[Saved data entries]
*****
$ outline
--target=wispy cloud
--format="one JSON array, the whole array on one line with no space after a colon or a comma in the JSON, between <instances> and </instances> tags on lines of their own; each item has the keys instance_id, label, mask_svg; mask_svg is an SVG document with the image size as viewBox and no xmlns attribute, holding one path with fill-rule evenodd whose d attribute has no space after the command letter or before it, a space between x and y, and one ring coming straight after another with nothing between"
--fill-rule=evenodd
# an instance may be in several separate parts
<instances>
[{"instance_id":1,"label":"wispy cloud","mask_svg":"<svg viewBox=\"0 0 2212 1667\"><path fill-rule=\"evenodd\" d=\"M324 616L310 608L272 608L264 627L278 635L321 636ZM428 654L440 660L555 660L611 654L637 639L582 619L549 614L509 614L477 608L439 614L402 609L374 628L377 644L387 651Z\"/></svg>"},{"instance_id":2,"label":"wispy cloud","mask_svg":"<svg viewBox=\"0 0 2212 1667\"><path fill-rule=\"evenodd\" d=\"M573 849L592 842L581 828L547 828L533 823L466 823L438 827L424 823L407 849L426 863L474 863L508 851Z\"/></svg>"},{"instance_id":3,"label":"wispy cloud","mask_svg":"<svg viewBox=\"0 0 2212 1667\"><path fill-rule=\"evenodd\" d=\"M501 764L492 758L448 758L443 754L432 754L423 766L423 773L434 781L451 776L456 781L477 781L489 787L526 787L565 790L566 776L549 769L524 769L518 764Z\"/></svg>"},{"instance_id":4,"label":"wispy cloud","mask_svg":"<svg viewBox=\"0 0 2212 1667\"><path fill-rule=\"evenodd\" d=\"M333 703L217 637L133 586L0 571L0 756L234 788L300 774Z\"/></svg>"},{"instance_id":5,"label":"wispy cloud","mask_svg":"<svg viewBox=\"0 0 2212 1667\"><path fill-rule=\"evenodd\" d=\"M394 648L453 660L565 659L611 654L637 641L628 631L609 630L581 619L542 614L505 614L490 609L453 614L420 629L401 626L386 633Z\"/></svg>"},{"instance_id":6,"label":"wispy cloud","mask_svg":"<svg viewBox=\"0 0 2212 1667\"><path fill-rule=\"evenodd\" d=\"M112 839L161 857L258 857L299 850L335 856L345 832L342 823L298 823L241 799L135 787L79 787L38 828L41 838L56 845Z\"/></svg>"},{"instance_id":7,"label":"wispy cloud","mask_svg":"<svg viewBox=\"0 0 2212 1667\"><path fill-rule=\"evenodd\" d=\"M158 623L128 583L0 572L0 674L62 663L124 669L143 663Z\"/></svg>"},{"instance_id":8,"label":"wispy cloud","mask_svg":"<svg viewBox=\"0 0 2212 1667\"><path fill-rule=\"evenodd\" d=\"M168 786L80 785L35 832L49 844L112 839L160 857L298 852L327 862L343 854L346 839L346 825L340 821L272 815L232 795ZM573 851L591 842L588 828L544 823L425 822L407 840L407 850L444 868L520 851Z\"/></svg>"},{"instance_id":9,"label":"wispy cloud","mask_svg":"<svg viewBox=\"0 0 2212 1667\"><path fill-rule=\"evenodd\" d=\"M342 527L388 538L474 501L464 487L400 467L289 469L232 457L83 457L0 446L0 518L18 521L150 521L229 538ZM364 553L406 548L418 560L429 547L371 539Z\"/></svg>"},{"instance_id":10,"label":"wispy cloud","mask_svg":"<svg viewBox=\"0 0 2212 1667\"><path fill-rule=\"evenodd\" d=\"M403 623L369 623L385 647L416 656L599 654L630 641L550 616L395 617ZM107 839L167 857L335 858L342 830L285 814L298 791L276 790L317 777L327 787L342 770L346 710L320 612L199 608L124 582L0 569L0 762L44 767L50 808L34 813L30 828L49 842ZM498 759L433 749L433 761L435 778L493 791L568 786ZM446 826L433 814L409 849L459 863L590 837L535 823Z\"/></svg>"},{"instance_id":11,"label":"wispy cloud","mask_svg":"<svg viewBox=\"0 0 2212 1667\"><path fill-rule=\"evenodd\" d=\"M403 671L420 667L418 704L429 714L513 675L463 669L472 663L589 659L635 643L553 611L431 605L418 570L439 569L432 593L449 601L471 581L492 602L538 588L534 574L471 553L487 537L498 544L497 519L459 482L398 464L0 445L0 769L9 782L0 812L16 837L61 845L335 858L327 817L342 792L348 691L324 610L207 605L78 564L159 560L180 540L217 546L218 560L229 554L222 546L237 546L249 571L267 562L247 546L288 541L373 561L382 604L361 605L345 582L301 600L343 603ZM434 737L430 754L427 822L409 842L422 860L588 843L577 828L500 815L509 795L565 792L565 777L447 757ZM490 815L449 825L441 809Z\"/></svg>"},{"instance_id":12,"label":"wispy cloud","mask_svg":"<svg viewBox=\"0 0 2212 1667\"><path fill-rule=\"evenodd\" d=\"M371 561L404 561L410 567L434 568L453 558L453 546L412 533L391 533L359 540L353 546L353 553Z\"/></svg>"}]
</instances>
*****
> WHAT IS NEEDED
Write down how many lines above contain the string "instances", and nothing besides.

> RESULT OF THIS EXERCISE
3